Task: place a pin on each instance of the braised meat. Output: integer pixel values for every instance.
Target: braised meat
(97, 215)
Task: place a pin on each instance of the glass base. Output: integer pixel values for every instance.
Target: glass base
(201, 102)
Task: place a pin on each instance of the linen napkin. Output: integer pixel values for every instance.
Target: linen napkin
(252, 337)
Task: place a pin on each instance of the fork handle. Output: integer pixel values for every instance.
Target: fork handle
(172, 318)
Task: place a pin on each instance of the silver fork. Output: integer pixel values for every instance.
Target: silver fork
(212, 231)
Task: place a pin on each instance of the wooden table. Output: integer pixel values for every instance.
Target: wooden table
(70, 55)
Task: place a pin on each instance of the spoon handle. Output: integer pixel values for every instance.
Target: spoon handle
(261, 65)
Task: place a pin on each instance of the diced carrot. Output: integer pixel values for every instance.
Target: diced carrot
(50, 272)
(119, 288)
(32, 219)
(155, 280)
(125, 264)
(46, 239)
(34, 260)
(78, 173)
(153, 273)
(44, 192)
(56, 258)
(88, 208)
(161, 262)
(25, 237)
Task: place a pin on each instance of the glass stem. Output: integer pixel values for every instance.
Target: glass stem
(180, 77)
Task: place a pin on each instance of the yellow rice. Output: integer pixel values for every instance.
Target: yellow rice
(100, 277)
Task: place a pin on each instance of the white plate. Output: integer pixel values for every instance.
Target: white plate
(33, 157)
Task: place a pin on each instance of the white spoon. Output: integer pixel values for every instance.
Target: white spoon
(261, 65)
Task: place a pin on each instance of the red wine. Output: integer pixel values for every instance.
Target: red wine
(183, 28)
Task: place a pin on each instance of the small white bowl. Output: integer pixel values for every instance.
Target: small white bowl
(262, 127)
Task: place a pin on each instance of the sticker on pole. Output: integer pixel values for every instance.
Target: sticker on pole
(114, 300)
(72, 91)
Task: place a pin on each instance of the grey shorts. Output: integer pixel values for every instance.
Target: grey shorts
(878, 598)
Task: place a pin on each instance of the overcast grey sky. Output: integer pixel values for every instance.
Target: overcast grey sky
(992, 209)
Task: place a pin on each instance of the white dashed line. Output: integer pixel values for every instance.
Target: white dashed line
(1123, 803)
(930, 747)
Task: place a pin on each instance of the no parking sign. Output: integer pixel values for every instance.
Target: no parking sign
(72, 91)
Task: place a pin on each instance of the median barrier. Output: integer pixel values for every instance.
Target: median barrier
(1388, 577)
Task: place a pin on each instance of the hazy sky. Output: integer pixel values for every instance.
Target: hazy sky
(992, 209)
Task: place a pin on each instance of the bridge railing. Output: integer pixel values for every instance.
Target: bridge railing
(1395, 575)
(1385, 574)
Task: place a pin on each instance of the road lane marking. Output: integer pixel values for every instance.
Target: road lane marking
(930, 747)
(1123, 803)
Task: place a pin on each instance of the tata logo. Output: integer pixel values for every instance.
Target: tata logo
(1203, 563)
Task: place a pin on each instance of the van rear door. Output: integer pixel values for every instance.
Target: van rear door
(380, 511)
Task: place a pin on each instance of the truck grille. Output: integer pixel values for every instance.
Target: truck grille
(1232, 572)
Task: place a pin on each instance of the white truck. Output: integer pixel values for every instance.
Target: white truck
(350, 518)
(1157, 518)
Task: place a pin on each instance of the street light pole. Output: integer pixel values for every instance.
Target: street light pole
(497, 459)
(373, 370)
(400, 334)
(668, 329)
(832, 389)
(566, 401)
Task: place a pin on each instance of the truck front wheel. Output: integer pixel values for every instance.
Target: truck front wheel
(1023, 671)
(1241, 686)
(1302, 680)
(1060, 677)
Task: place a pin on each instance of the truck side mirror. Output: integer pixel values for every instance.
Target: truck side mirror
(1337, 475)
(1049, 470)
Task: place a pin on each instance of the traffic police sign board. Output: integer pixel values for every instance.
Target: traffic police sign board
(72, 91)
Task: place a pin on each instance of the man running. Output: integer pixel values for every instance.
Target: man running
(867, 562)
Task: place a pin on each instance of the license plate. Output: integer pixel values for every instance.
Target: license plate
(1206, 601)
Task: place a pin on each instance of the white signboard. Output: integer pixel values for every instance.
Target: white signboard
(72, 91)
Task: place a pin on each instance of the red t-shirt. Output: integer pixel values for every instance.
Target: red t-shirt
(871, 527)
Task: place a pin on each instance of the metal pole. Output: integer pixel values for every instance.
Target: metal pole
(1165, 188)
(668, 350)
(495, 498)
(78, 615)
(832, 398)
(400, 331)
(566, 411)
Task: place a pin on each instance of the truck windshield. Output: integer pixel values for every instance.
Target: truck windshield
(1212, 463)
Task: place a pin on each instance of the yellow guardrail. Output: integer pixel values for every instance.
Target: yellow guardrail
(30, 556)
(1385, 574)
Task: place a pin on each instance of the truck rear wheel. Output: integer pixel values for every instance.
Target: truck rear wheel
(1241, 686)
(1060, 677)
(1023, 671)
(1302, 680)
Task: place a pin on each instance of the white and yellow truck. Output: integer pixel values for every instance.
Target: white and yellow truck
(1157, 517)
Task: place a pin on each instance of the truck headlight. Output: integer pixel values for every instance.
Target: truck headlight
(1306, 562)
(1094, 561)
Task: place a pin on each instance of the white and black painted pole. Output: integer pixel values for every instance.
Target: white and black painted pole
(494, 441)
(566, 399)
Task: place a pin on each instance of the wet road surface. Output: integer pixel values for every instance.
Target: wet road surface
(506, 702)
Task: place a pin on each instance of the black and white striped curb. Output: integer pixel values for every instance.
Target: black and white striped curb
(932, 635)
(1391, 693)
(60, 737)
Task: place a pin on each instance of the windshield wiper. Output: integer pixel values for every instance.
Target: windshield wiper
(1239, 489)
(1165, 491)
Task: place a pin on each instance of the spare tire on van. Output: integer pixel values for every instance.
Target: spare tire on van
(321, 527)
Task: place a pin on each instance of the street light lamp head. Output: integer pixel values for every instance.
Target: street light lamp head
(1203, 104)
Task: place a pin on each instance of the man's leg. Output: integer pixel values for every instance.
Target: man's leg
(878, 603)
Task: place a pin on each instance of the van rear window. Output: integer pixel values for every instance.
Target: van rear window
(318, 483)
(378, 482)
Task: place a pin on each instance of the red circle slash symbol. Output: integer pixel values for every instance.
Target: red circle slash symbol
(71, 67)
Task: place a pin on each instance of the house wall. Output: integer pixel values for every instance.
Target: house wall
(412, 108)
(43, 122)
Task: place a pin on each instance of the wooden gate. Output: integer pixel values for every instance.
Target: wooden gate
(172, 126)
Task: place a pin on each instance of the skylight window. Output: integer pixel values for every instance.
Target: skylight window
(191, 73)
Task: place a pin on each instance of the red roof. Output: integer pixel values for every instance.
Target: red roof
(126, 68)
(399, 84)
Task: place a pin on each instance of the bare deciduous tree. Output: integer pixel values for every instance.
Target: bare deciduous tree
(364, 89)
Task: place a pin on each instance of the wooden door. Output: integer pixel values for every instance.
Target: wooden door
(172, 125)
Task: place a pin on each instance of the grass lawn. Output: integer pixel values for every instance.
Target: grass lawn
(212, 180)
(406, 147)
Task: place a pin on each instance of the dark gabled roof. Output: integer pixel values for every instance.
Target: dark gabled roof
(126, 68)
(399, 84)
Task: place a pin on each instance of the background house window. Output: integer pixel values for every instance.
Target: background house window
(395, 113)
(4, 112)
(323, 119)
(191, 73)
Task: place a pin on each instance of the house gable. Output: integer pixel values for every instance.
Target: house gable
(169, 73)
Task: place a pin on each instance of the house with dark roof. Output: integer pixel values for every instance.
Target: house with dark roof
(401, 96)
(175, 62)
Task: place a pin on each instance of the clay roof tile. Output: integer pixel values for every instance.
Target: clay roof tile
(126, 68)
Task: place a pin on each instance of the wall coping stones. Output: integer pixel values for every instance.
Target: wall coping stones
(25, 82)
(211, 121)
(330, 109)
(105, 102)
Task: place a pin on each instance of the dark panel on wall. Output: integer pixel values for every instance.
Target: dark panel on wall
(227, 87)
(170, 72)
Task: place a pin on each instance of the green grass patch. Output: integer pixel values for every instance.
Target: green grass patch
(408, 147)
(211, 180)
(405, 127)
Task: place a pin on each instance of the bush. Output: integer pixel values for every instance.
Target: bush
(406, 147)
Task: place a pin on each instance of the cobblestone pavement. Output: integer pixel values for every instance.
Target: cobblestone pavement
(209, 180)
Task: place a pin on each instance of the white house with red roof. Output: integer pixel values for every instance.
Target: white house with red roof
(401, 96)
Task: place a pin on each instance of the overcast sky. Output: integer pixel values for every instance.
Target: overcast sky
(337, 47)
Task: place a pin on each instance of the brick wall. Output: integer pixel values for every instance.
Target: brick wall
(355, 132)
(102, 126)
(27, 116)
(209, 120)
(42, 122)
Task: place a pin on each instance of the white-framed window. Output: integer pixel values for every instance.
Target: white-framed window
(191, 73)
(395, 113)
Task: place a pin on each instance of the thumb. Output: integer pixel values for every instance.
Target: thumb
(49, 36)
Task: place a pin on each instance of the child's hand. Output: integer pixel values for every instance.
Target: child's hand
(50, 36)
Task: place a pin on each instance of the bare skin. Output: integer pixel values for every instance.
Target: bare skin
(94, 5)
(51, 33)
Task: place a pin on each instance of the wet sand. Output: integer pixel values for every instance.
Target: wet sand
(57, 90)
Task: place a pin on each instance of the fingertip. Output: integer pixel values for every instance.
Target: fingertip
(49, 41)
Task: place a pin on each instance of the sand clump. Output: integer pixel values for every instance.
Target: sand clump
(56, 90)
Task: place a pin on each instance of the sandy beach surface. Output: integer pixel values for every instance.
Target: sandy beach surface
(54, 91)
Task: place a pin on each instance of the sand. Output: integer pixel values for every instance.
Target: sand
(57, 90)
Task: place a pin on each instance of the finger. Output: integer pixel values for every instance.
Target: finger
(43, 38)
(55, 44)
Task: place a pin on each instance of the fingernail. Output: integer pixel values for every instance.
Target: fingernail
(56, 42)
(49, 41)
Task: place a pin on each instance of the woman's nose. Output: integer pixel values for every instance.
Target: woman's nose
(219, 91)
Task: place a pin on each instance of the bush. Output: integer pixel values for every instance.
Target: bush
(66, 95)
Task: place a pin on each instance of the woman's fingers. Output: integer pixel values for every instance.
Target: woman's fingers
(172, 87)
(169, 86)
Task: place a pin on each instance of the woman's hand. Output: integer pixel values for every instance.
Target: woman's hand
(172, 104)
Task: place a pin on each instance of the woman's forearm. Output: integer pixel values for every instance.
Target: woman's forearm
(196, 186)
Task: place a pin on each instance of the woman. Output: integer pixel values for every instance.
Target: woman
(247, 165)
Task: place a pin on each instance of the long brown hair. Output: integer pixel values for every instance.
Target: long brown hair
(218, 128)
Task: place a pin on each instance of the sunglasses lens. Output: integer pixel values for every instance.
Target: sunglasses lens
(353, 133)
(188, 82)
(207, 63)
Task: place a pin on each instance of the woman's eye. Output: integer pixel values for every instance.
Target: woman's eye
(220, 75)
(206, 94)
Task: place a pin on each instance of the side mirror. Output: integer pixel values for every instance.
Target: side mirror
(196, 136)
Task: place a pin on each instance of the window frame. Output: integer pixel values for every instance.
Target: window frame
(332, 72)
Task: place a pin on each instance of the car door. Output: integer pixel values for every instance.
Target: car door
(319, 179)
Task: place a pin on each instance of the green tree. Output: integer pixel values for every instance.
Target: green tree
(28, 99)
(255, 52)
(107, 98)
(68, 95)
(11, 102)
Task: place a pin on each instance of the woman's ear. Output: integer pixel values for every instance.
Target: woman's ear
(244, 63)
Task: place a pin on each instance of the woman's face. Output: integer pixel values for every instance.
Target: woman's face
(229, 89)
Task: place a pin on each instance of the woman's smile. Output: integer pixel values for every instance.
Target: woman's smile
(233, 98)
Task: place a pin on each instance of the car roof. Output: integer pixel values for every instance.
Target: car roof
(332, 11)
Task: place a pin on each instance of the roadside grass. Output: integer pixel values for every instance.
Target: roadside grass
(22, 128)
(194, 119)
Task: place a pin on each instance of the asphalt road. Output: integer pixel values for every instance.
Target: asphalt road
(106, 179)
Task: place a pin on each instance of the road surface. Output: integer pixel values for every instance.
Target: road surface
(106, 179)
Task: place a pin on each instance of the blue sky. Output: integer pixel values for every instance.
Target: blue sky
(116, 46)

> [YOUR GOAL] Copy word for word the stretch of entries above from the line that has "Target: glass base" through the line that has "Task: place a pin on each instance of the white dashed", both ends included, and nothing outside it.

> [SOLVED EXERCISE]
Target: glass base
(201, 102)
Task: place a pin on each instance of the linen napkin. Output: integer pixel values for every instance.
Target: linen napkin
(252, 337)
Task: place a pin on each instance of the fork handle. Output: integer pixel values for every instance.
Target: fork handle
(172, 318)
Task: place a pin on each instance of the silver fork. Output: integer pixel values for every instance.
Target: silver fork
(212, 231)
Task: place a pin on each instance of the wooden table. Output: integer pixel values for every instance.
Target: wooden table
(70, 55)
Task: place a pin on each instance of the spoon handle. Output: integer pixel values for every instance.
Target: spoon handle
(261, 65)
Task: place a pin on each instance of the diced carrot. Output: integer pixel values for every instance.
Target: diced carrot
(50, 272)
(119, 288)
(32, 219)
(155, 280)
(125, 264)
(46, 239)
(34, 260)
(78, 173)
(153, 273)
(44, 192)
(56, 258)
(88, 208)
(161, 262)
(25, 237)
Task: place a pin on each instance of the glass stem. Output: integer pixel values for every instance.
Target: glass stem
(180, 77)
Task: place a pin on each instance of the yellow rice. Output: integer pixel values for every instance.
Target: yellow rice
(100, 277)
Task: place a pin on each instance of the white plate. Output: integer pixel values for every instance.
Target: white plate
(33, 157)
Task: place a pin on each instance of the white spoon. Output: integer pixel values for every instance.
Target: white spoon
(261, 65)
Task: place a pin on each instance of the red wine. Output: integer pixel values for every instance.
Target: red wine
(183, 28)
Task: place a pin on each instance of the small white bowl. Output: integer pixel values for every instance.
Target: small white bowl
(262, 127)
Task: place a pin on each instance of the sticker on pole. Output: integer pixel values for every instance.
Target: sticker on pole
(114, 300)
(72, 91)
Task: place a pin on each instance of the grey shorts. Output: integer pixel values for every instance.
Target: grey shorts
(878, 598)
Task: place a pin on each instance of the overcast grey sky. Output: integer pixel values for every instance.
Target: overcast grey sky
(992, 209)
Task: place a pin on each instance of the white dashed line. Output: integer pixel values for every instance.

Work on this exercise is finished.